**Required action 1:**
Answer these from the comment thread:
(a) What share of cases does Joe say develop long COVID?
(b) Which wavelength of UV light does Joe say kills viruses without causing eye damage?
(c) How many times larger than Russia's does R. Hamilton say China's population is?
**Required action 2:**
Copy the part of the comment thread that opens with the words containing "We now have" and closes with "continue evolving elsewhere.".

**Text excerpt:**
○ ○ ○ ○ ○

    1. R. Hamilton says:

      If you’re not a fool, get vaccinated unless your doctor says not to, and say the same to anyone you care about.

      But let persistent fools die and even contribute to each other’s death (the unvaccinated are most seriously endangering one another), otherwise you’re also asking for your own freedom to be taken away – if not in this situation, then in the next one, perhaps when things are not so clear. You cannot expect to save or protect all (or meet all needs) and remain free, and without freedom, life is at best waiting for an opportunity to regain freedom.

  4. Tom says:

    Proof of God:
    is an infinitely perfect being,
    not infinitely perfect if God did not exist,
    thus God exists.

    Interesting that the printing press gave writers a very much larger audience and enhanced the Renaissance and the devolution of belief in truth from authority. Chaos of belief to the empiricism of order.

    We now have the internet and social media increasing the ability of people to reach an even greater audience and yet it seems to have enhanced the reverse – a belief in utterances from Celebrities’, Authoritarians and Ourselves. The appearance of individual sovereignty at the expense of continuation of progressing evolution.

    We may need an Asimov Hober Mallow.

  5. Joe says:

    Transmission is less reduced by these COVID vaccines than people seem to believe: the vaccines aren’t sterilizing. We’re not talking about a flu vaccine.

    Asymptomatic vaccinated cases can still transmit as much virus as the unvaccinated.

    Most of the world isn’t going get vaccinated. Therefore the virus is here to stay and will continue evolving elsewhere.

    Thus there is a very good argument to be made that we’re never going to get to herd immunity. Instead, the virus might eventually mutate to being less dangerous. One of our common colds used to be deadly a century ago.

    Furthermore variant evolution to work around the vaccines is of concern. (It’s listed as a concern by the UK Scientific Advisory Group for Emergencies (aka SAGE). They’re worried about recombination between beta and delta). The Israeli numbers showing that vaccine effectiveness falls with number of months since you got the vaccine means such variants are more likely to evolve.

    Another problem is that the media is concentrating on mortality, not morbidity. Around 10% of cases (asymptomatic or not) develop long COVID, which involves IQ loss of up to 7 points, cardio vascular sequallae, no energy, etc.

    The conclusion seems pretty obvious: One still needs to wear masks indoors, preferably N95’s.

    The fact we have not yet built factories to make millions of N95 masks, and instead still rely on supply from China is, to my eyes, criminal. We should also be developing 222nm UV light fixtures (222nm kills viruses but does not cause eye damage) indoors. And so on.

    However from the moment you are relying on masks to prevent transmission, the advantage of vaccines falls significantly.

    I am simultaneously concerned that we are entering an authoritarian moment, and the unvaccinated will be blamed and/or forced to take the vaccine. That is a step too far. Experimental Use Authorization specifically forbids coercion: people should only take such medicines if they agree with informed consent.

    1. R. Hamilton says:

      Agree that we should not depend on anything essential from China. They played the planet; banning internal travel but encouraging foreign travel seems to me like turning a largely domestic crisis into a weapon against the rest of the world, ensuring no other country an advantage over their disadvantage; and they use supply chains that way too, not to mention buying up rare earths and other critical resources worldwide.

      I admit to astonishment that the Russians have shown no indication of realizing that their Chinese neighbors will not be their friends forever – the Chinese have 10x the population, greater production, and are approaching parity with the Russians on military technology including rockets, and even expanding their strategic arsenal. Russia is vast, has lots of natural resources, and is relatively sparsely populated.

  6. Postagoras says:

    I’m vaccinated against Covid-19. So I’m no longer relying on the “good sense” of the most foolish person near me.
○ ○ ○ ○ ○
Dataset entries:
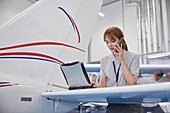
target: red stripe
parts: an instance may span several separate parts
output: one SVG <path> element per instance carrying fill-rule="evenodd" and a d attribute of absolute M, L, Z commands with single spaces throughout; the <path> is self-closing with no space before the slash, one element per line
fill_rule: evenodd
<path fill-rule="evenodd" d="M 74 48 L 74 49 L 85 52 L 84 50 L 79 49 L 77 47 L 67 45 L 67 44 L 63 44 L 63 43 L 58 43 L 58 42 L 35 42 L 35 43 L 29 43 L 29 44 L 22 44 L 22 45 L 4 47 L 4 48 L 0 48 L 0 50 L 7 50 L 7 49 L 14 49 L 14 48 L 28 47 L 28 46 L 37 46 L 37 45 L 61 45 L 61 46 L 66 46 L 66 47 Z"/>
<path fill-rule="evenodd" d="M 14 86 L 14 85 L 19 85 L 19 84 L 5 84 L 5 85 L 0 85 L 0 87 L 7 87 L 7 86 Z"/>
<path fill-rule="evenodd" d="M 0 87 L 13 86 L 12 84 L 0 85 Z"/>
<path fill-rule="evenodd" d="M 70 16 L 70 15 L 69 15 L 69 16 Z M 74 23 L 74 26 L 75 26 L 75 28 L 76 28 L 77 35 L 78 35 L 78 43 L 80 43 L 80 33 L 79 33 L 79 31 L 78 31 L 78 28 L 77 28 L 76 23 L 74 22 L 73 18 L 72 18 L 71 16 L 70 16 L 70 18 L 71 18 L 71 20 L 72 20 L 73 23 Z"/>
<path fill-rule="evenodd" d="M 54 57 L 51 57 L 51 56 L 48 56 L 48 55 L 44 55 L 44 54 L 40 54 L 40 53 L 30 53 L 30 52 L 11 52 L 11 53 L 0 53 L 0 56 L 7 56 L 7 55 L 28 55 L 28 56 L 39 56 L 39 57 L 45 57 L 45 58 L 48 58 L 48 59 L 52 59 L 52 60 L 55 60 L 59 63 L 62 63 L 64 64 L 64 62 L 54 58 Z"/>

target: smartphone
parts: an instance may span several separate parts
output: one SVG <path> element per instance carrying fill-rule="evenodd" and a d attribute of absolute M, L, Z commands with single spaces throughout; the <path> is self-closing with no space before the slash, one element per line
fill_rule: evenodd
<path fill-rule="evenodd" d="M 119 46 L 120 46 L 121 44 L 123 44 L 123 38 L 121 38 L 117 44 L 118 44 Z"/>
<path fill-rule="evenodd" d="M 119 46 L 121 46 L 121 44 L 123 44 L 123 38 L 121 38 L 120 40 L 119 40 L 119 42 L 117 43 Z M 118 51 L 116 50 L 116 52 L 118 53 Z"/>

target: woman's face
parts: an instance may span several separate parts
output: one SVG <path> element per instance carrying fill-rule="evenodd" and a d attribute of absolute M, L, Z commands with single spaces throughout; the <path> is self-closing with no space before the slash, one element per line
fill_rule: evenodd
<path fill-rule="evenodd" d="M 115 40 L 114 40 L 115 39 Z M 115 53 L 116 52 L 116 44 L 119 42 L 119 39 L 114 36 L 114 39 L 111 38 L 110 36 L 106 35 L 105 37 L 105 42 L 106 42 L 106 45 L 107 47 L 110 49 L 110 51 L 112 53 Z"/>

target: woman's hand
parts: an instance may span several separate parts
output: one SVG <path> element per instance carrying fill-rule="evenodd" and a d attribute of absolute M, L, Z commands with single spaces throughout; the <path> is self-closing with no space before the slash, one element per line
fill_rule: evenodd
<path fill-rule="evenodd" d="M 117 58 L 119 60 L 119 62 L 123 62 L 123 49 L 122 49 L 122 44 L 119 46 L 118 44 L 116 45 L 115 49 L 117 50 L 117 52 L 115 51 L 113 54 L 115 56 L 115 58 Z"/>

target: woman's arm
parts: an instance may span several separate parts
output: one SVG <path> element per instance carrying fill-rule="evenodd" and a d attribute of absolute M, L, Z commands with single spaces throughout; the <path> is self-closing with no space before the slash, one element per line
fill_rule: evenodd
<path fill-rule="evenodd" d="M 124 59 L 123 59 L 123 49 L 122 49 L 122 45 L 121 47 L 117 44 L 117 52 L 114 53 L 114 56 L 119 60 L 119 62 L 121 63 L 121 67 L 123 70 L 123 75 L 128 83 L 128 85 L 134 85 L 137 82 L 138 76 L 132 74 L 130 72 L 130 70 L 128 69 Z"/>
<path fill-rule="evenodd" d="M 125 77 L 128 85 L 134 85 L 134 84 L 136 84 L 137 79 L 138 79 L 138 76 L 133 75 L 133 74 L 129 71 L 129 69 L 128 69 L 127 65 L 125 64 L 124 60 L 123 60 L 122 62 L 120 62 L 120 63 L 121 63 L 121 67 L 122 67 L 122 69 L 123 69 L 124 77 Z"/>

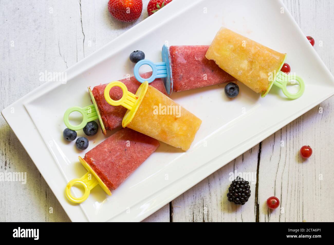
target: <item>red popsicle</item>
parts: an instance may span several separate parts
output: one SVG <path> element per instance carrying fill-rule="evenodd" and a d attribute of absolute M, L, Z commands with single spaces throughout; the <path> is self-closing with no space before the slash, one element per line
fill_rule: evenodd
<path fill-rule="evenodd" d="M 84 160 L 108 188 L 115 190 L 160 145 L 156 139 L 125 128 L 86 153 Z"/>
<path fill-rule="evenodd" d="M 142 74 L 141 76 L 143 78 L 147 78 L 150 77 L 152 74 L 152 72 L 150 72 Z M 128 90 L 134 94 L 136 93 L 138 88 L 141 84 L 134 76 L 119 81 L 125 84 Z M 92 92 L 106 129 L 112 130 L 122 126 L 122 120 L 126 112 L 127 109 L 123 106 L 112 106 L 106 101 L 104 98 L 104 90 L 108 85 L 107 83 L 96 86 L 94 87 Z M 166 94 L 166 90 L 161 78 L 155 79 L 150 85 Z M 121 89 L 118 87 L 115 87 L 110 90 L 110 94 L 112 99 L 118 100 L 121 99 L 123 94 Z"/>
<path fill-rule="evenodd" d="M 205 58 L 209 45 L 169 47 L 173 91 L 184 91 L 236 79 Z"/>

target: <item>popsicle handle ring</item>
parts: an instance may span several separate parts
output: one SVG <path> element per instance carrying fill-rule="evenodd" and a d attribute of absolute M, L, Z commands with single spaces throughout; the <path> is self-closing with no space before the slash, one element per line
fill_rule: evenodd
<path fill-rule="evenodd" d="M 73 196 L 71 192 L 71 188 L 74 185 L 79 184 L 85 188 L 85 193 L 80 197 Z M 76 203 L 79 203 L 86 200 L 89 196 L 91 190 L 99 184 L 99 181 L 90 172 L 87 172 L 86 174 L 80 179 L 74 179 L 69 182 L 66 186 L 65 193 L 67 198 L 72 202 Z"/>
<path fill-rule="evenodd" d="M 110 98 L 110 91 L 114 87 L 119 87 L 123 92 L 122 97 L 118 100 L 114 100 Z M 107 86 L 105 89 L 104 97 L 110 104 L 115 106 L 121 105 L 129 110 L 132 109 L 138 99 L 138 96 L 128 90 L 125 84 L 118 81 L 112 82 Z"/>
<path fill-rule="evenodd" d="M 74 111 L 77 111 L 82 115 L 82 121 L 78 125 L 72 125 L 69 122 L 68 117 L 69 114 Z M 68 128 L 71 130 L 78 130 L 82 129 L 90 122 L 98 119 L 99 117 L 94 105 L 91 105 L 85 107 L 73 106 L 69 108 L 64 114 L 64 122 Z"/>
<path fill-rule="evenodd" d="M 291 80 L 295 80 L 299 84 L 299 91 L 296 94 L 292 94 L 288 91 L 288 82 Z M 303 79 L 295 75 L 289 75 L 280 71 L 276 76 L 274 84 L 282 90 L 283 93 L 289 99 L 294 99 L 303 95 L 305 90 L 305 84 Z"/>
<path fill-rule="evenodd" d="M 139 68 L 144 65 L 148 65 L 152 69 L 152 75 L 149 78 L 143 78 L 139 75 Z M 136 64 L 133 72 L 136 79 L 141 83 L 146 81 L 150 83 L 156 78 L 167 77 L 167 68 L 165 62 L 153 63 L 149 60 L 142 60 Z"/>

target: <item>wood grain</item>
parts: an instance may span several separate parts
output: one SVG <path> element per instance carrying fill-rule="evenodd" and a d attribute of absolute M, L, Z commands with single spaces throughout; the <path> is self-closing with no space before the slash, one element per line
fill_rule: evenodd
<path fill-rule="evenodd" d="M 147 16 L 149 0 L 143 1 L 140 19 L 130 23 L 114 20 L 108 2 L 0 0 L 0 109 L 44 83 L 40 72 L 63 71 Z M 334 1 L 284 2 L 305 35 L 314 38 L 315 49 L 332 73 Z M 333 98 L 324 101 L 144 221 L 333 221 L 334 210 L 328 208 L 334 196 L 333 104 Z M 315 150 L 303 161 L 298 151 L 305 144 Z M 25 172 L 28 180 L 0 182 L 0 221 L 69 221 L 2 117 L 0 151 L 0 172 Z M 235 170 L 250 173 L 254 181 L 248 203 L 237 207 L 226 197 Z M 284 210 L 268 211 L 265 202 L 272 195 Z"/>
○ ○ ○ ○ ○
**Exercise result 1:**
(a) Around 10% (asymptomatic or not)
(b) 222nm
(c) 10x

**Exercise result 2:**
We now have the internet and social media increasing the ability of people to reach an even greater audience and yet it seems to have enhanced the reverse – a belief in utterances from Celebrities’, Authoritarians and Ourselves. The appearance of individual sovereignty at the expense of continuation of progressing evolution.

    We may need an Asimov Hober Mallow.

  5. Joe says:

    Transmission is less reduced by these COVID vaccines than people seem to believe: the vaccines aren’t sterilizing. We’re not talking about a flu vaccine.

    Asymptomatic vaccinated cases can still transmit as much virus as the unvaccinated.

    Most of the world isn’t going get vaccinated. Therefore the virus is here to stay and will continue evolving elsewhere.